● SOURCE
Friday, 18 April 2008

Things are Heating Up

It seems I've been waiting so long for spring to heat up, and now, all of a sudden, in typical Ontario style, we've suddenly leaped right into summer. It's 24 degrees Celsius today!


For you Americans using that antiquated old measurement system that the rest of the world tossed aside years ago, that means its nice and warm, not below freezing. Other hot news for the day is the fact that Marcelo is having a baby. Well, obviously not Marcelo himself, but rather his wife. I expect to hear word about little Alyssa very soon, hopefully a blog with pictures!


Things have also been heating up on 205205 though, not in such a good way. I'm impressed by Carolyn's valorous effort to make concrete suggestions for improvements. I confess that, like Steve, I'm a bit frustrated by the discussion. Well, maybe not quite like Steve; he has a way with words that I can't hope to match! I would like to see us prominently feature the Ganymede Packages on our main community download page so that our users can more easily get an early start on testing them. (Note the new modeling package with its stunningly beautiful logo!) But I'm not a web designer nor a marketing expert, so I have to respect expert opinions. The discussion seems to be improving again. I wonder what others think?

● DATA LINES
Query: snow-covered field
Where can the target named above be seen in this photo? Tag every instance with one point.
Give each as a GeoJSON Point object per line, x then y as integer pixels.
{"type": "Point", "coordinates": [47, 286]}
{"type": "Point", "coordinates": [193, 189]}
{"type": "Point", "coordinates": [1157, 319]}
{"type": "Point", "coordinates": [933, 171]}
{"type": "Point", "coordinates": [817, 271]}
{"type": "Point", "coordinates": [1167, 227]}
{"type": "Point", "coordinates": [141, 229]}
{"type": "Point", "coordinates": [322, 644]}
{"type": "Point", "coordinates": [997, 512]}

---

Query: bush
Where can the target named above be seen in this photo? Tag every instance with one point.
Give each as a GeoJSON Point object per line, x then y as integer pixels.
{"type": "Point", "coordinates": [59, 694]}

● TASKS FOR THIS EXERCISE
**A.** Repeat the part of the blog post about the Ontario heat word for word, starting with "It seems I've" and going on through "blog with pictures!".
**B.** Using the blog post about the Ontario heat, answer yes or no to each statement and quote the words that settle it: (i) The writer reports a temperature of 24 degrees Celsius. (ii) Marcelo's wife is the one having the baby. (iii) The writer is a web designer.
**C.** Resume the blog post about the Ontario heat right after its last sentence.

● TASK RESULTS
**A.**
It seems I've been waiting so long for spring to heat up, and now, all of a sudden, in typical Ontario style, we've suddenly leaped right into summer. It's 24 degrees Celsius today!


For you Americans using that antiquated old measurement system that the rest of the world tossed aside years ago, that means its nice and warm, not below freezing. Other hot news for the day is the fact that Marcelo is having a baby. Well, obviously not Marcelo himself, but rather his wife. I expect to hear word about little Alyssa very soon, hopefully a blog with pictures!

**B.**
(i) Yes: "It's 24 degrees Celsius today!"
(ii) Yes: "Well, obviously not Marcelo himself, but rather his wife."
(iii) No: "But I'm not a web designer nor a marketing expert"

**C.**
Oh well, at least it's Friday and it's a particularly lovely day for a rum swizzler out on a lawn chair. Look at this little guy I found packed away in his little hidey hole, waiting for an evening of courtship and hopefully an illicit rendezvous at the pond.


Speaking of hidey holes, Dave got to crawl out of his little book writing hidey hole and be a developer for the last two weeks. He helped finish off our generated support for content types. He also helped with the support for packing enumeration values into bit flags. Java might not support packed fields like C, but EMF certainly does. No wonder it's the most popular project on the download page, although the April 1st update on the data is a little suspicious:


If you have a model with enumeration or boolean features, you should consider taking advantage of this. After all a boolean variable uses 4 bytes but stores only 1 bit of data, wasting the other 31 bits. Not only that, but EObjectImpl has an eFlags field with lots of bits left unused. We suggest using "eFlags" as the field, and reserving 8 bits for future EMF to use, as we've done here for XSD:


Reduced storage for your models is now just a code generation option away and has been brought to you by the friendly, helpful, and hard working EMF team.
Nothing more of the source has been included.